EXCERPT PROVIDED>
Determination of eugenol in whole tobacco: T-314

1.1

This method is to be used for routine analysis of eugenol without the need for derivatization. It is applicable to whole tobacco in tobacco products by reversed phase High Performance Liquid Chromatography (HPLC) with UV detection.

2.1

Health Canada Official Method T-115. Determination of Tar, Water, Nicotine and Carbon Monoxide in Mainstream Tobacco Smoke, 2016.

2.2

Health Canada Official Method T-402. Preparation of Sample for Testing of Cigarettes, Tobacco Sticks, Cigarette Tobacco, Cigars, Little Cigars, Kreteks, Bidis, Leaf, Pipe and Smokeless Tobacco, 2016.

2.3

International Organization for Standardization, ISO 8243 Cigarettes - Sampling. 2013.

2.4

International Organization for Standardization, ISO 15592-1 Fine-Cut tobacco and smoking articles made from it - Methods of sampling, conditioning and analysis - Part 1: Sampling. 2001.

3.1

Refer to T-301 for definitions of terms used in this document.

4.1

The sample is accurately weighed into a culture tube equipped with a screw cap and ethanol is added.

4.2

The tube is sealed and the tobacco is extracted.

4.3

An aliquot is syringe-filtered into an amber autosampler vial and analyzed by High Performance Liquid Chromatograph (HPLC) with UV detection.

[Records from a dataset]
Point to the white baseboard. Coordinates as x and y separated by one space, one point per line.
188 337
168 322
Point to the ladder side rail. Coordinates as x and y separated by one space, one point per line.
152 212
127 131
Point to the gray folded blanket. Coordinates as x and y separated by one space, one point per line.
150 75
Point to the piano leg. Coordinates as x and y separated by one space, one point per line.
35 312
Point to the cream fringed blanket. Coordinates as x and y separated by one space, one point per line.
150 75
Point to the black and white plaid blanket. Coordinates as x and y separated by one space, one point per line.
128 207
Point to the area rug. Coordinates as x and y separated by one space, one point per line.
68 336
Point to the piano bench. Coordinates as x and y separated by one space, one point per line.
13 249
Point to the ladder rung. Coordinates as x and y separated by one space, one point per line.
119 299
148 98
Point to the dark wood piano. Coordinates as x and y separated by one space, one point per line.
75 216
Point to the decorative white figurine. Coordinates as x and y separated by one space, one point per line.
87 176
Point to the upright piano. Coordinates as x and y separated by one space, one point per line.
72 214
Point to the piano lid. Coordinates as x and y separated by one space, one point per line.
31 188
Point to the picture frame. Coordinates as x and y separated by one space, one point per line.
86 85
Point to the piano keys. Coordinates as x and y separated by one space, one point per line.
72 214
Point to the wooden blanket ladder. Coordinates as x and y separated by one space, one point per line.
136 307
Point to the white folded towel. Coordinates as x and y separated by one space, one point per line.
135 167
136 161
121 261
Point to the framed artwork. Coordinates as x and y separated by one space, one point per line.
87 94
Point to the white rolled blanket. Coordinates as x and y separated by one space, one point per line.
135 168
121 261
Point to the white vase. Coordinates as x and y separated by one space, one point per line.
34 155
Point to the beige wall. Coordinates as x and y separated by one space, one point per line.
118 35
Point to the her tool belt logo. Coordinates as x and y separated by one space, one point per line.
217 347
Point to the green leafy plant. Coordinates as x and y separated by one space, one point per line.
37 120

EXERCISES TO COMPLETE>
1 > Can you copy the records word for word, from the line containing "Point to the green" up to and including the last line of the records?
2 > Can you write the next part of the method for determining eugenol in whole tobacco, picking up after its final line?

ANSWERS TO THE PROBLEMS>
1 >
Point to the green leafy plant. Coordinates as x and y separated by one space, one point per line.
37 120

2 >
4.4

Eugenol in whole tobacco is quantified by external standard calibration procedures where the relative response of the samples is compared against a multi-point calibration.

5.1

Batch processor, Robot Coupe RS1 2V or equivalent.

5.2

Sonicator.

5.3

Bottletop dispenser, 10-50 mL.

5.4

Analytical balance measuring to at least 4 decimal places.

5.5

Centrifuge.

5.6

Vortex.

5.7

Volumetric flasks, 10 and 100 mL, amber Class A.

5.8

Glass graduated measuring cylinder, 50 mL.

5.9

Screw-top glass culture/centrifuge tubes, 200 × 25 mm.

5.10

White polypropylene caps without liners.

5.11

Micropipettes, 10-5000 μL or equivalent.

5.12

Pipettes, Class A, 2 mL, 5 mL, 50 mL.

5.13

Syringe filter, 0.45 μm PVDF.

5.14

Disposable 5 mL syringes.

5.15

Disposable glass Pasteur pipettes.

5.16

Glass filtering funnel.

5.17

Parafilm^® or equivalent.

5.18

Autosampler vials with screw caps and Teflon-lined septa.

5.19

Shaker bath.

5.20

High Performance Liquid Chromatography System with:

5.20.1

UV detector.

5.20.2

RP 18e column or equivalent.

5.20.3

Disposable guard column.

6.1

All reagents shall be at least analytical reagent grade.

6.2

Ethanol - [67-17-5] HPLC grade.

6.3

Eugenol - [97-53-0] > 99 % purity.

6.4

Helium - [7440-59-7] (UHP).

6.5

Isopropanol - [67-63-0].

6.6

Methanol - [67-56-1].

6.7

Water, Type I (as outlined in ASTM D1193, Table 1: Processes for Reagent Water Production, Note A).

7.1

Clean and dry glassware in a manner to ensure that contamination from residues on glassware does not occur.

8.1

Prepare a primary eugenol stock solution (2.0 mg/ml) by accurately weighing 200 mg of pure eugenol into a 100 mL volumetric flask and diluting to the mark with ethanol.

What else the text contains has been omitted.